## [INSTRUCTIONS TO FOLLOW]
Do these statements agree with the water quality visualization page? For each, answer yes or no and quote the deciding words. 1. The visualization concept was first developed in R using ggplot2. 2. The submitted visualization is a ridgeline plot. 3. The data comes from the Lower Herbert catchment near Ingham.

## [PAGE EXTRACT]
****************************************
Water Hot Plot: Fine-Scale Water Quality Visualization with Plotnine
2024 Plotnine Competition Submission
Author
Cameron Roberts
Introduction
I am pleased to submit this Quarto document for the 2024 Plotnine competition. This visualization demonstrates the capabilities of Plotnine in creating compelling and informative data representations.
Visualization Approach
I’ve adapted a successful visualization concept I had originally developed in R using ggplot2, translating and enhancing it with Plotnine. While I initially explored using a ridgeline plot for data concentration visualization, I discovered that a heatmap implementation in Plotnine yielded surprisingly effective results, surpassing my expectations from earlier attempts.
Data Source and Description
The visualization is based on fine-scale water quality monitoring data from the Queensland Government Department of Environment, Science and Innovation (DESI). Specifically, it utilizes data from the Lower Herbert catchment near Ingham, Queensland, Australia.
****************************************
## [RECORDS]
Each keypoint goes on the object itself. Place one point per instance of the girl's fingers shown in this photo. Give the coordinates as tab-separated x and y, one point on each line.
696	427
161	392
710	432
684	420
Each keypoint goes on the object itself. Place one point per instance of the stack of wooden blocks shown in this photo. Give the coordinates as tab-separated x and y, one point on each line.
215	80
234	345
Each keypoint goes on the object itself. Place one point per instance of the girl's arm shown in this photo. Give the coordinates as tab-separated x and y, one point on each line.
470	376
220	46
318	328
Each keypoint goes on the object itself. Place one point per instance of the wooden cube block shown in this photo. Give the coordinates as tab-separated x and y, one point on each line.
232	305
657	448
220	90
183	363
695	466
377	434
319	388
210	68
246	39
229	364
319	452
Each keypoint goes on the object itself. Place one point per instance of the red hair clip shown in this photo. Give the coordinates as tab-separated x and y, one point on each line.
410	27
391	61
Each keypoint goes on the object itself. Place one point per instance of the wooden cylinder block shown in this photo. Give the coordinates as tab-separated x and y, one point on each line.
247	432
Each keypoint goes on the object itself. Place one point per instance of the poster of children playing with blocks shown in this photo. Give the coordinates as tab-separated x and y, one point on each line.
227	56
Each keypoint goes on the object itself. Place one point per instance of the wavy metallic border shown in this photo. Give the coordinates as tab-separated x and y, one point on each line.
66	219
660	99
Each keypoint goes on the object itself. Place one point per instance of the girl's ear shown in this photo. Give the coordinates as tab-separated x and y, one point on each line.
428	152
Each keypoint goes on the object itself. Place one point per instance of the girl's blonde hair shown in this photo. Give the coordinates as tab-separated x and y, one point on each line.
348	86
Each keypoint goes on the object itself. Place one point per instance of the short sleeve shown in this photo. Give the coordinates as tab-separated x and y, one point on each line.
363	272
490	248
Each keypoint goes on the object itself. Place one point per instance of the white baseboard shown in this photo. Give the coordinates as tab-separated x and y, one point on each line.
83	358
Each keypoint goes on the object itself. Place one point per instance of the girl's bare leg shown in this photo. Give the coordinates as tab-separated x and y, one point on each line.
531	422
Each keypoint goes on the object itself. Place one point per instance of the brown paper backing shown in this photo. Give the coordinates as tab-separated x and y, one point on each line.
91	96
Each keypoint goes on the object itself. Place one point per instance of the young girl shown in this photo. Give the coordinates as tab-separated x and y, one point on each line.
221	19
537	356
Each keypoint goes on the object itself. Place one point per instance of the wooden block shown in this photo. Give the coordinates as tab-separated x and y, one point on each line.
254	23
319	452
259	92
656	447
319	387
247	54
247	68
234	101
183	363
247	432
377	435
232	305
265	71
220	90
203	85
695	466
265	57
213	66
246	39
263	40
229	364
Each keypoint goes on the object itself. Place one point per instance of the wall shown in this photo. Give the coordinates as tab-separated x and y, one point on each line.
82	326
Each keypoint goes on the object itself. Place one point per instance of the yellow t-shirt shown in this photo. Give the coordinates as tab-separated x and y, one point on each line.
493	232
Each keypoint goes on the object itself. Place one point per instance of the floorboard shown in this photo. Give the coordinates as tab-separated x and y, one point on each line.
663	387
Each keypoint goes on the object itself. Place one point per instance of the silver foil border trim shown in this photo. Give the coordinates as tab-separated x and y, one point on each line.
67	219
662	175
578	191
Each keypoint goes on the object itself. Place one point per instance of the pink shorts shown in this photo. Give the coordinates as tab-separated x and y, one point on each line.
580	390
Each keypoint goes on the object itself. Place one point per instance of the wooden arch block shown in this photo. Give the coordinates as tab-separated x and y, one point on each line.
****************************************
## [SOLVED PROBLEM]
1. Yes: "I had originally developed in R using ggplot2"
2. No: "I discovered that a heatmap implementation in Plotnine yielded surprisingly effective results"
3. Yes: "it utilizes data from the Lower Herbert catchment near Ingham, Queensland, Australia"